> **What the exercise asks**
Arrange these lines as a Markdown table with the columns "No." and "Line", one numbered row per line, leaving out any blank lines.

(Object pointing dataset lines)
▼▼▼
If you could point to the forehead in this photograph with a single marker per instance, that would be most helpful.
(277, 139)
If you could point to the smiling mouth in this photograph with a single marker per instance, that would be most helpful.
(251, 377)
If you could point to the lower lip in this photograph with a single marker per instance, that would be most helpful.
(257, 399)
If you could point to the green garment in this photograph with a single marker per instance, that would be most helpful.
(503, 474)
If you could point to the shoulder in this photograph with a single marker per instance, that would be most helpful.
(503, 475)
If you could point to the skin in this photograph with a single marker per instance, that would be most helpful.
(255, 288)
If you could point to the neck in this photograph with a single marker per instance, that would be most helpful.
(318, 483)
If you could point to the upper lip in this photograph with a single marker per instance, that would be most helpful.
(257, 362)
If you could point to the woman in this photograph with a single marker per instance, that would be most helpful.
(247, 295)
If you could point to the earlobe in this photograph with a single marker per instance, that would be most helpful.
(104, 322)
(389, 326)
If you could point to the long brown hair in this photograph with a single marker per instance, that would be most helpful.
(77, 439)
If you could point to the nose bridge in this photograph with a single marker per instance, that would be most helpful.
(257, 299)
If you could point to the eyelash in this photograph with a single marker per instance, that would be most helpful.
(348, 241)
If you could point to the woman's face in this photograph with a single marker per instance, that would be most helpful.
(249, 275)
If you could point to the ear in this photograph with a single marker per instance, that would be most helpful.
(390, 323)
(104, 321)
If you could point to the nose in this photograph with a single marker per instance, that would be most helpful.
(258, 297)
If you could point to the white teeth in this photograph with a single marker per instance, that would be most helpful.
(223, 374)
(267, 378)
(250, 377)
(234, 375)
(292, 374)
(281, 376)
▲▲▲
> **Written solution**
| No. | Line |
|---|---|
| 1 | If you could point to the forehead in this photograph with a single marker per instance, that would be most helpful. |
| 2 | (277, 139) |
| 3 | If you could point to the smiling mouth in this photograph with a single marker per instance, that would be most helpful. |
| 4 | (251, 377) |
| 5 | If you could point to the lower lip in this photograph with a single marker per instance, that would be most helpful. |
| 6 | (257, 399) |
| 7 | If you could point to the green garment in this photograph with a single marker per instance, that would be most helpful. |
| 8 | (503, 474) |
| 9 | If you could point to the shoulder in this photograph with a single marker per instance, that would be most helpful. |
| 10 | (503, 475) |
| 11 | If you could point to the skin in this photograph with a single marker per instance, that would be most helpful. |
| 12 | (255, 288) |
| 13 | If you could point to the neck in this photograph with a single marker per instance, that would be most helpful. |
| 14 | (318, 483) |
| 15 | If you could point to the upper lip in this photograph with a single marker per instance, that would be most helpful. |
| 16 | (257, 362) |
| 17 | If you could point to the woman in this photograph with a single marker per instance, that would be most helpful. |
| 18 | (247, 295) |
| 19 | If you could point to the earlobe in this photograph with a single marker per instance, that would be most helpful. |
| 20 | (104, 322) |
| 21 | (389, 326) |
| 22 | If you could point to the long brown hair in this photograph with a single marker per instance, that would be most helpful. |
| 23 | (77, 439) |
| 24 | If you could point to the nose bridge in this photograph with a single marker per instance, that would be most helpful. |
| 25 | (257, 299) |
| 26 | If you could point to the eyelash in this photograph with a single marker per instance, that would be most helpful. |
| 27 | (348, 241) |
| 28 | If you could point to the woman's face in this photograph with a single marker per instance, that would be most helpful. |
| 29 | (249, 275) |
| 30 | If you could point to the ear in this photograph with a single marker per instance, that would be most helpful. |
| 31 | (390, 323) |
| 32 | (104, 321) |
| 33 | If you could point to the nose in this photograph with a single marker per instance, that would be most helpful. |
| 34 | (258, 297) |
| 35 | If you could point to the white teeth in this photograph with a single marker per instance, that would be most helpful. |
| 36 | (223, 374) |
| 37 | (267, 378) |
| 38 | (250, 377) |
| 39 | (234, 375) |
| 40 | (292, 374) |
| 41 | (281, 376) |